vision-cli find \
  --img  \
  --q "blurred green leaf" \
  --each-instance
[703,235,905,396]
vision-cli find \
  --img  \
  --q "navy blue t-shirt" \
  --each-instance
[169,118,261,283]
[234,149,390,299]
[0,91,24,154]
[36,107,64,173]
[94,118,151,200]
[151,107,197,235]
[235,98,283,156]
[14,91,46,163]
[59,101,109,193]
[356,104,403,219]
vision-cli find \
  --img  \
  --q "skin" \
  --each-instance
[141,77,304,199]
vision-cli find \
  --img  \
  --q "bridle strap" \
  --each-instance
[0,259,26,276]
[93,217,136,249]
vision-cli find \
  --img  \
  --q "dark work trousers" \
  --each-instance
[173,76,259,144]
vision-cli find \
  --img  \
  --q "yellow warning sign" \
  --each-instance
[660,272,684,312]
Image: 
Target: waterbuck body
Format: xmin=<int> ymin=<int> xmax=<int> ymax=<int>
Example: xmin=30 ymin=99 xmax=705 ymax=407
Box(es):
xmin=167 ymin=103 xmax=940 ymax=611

□ □ □ □

- **Goal of the exercise**: Show each line of the items above that contains the string "xmax".

- **Solution**:
Format: xmin=<int> ymin=<int> xmax=<int> ymax=<int>
Example: xmin=30 ymin=99 xmax=705 ymax=407
xmin=167 ymin=103 xmax=940 ymax=611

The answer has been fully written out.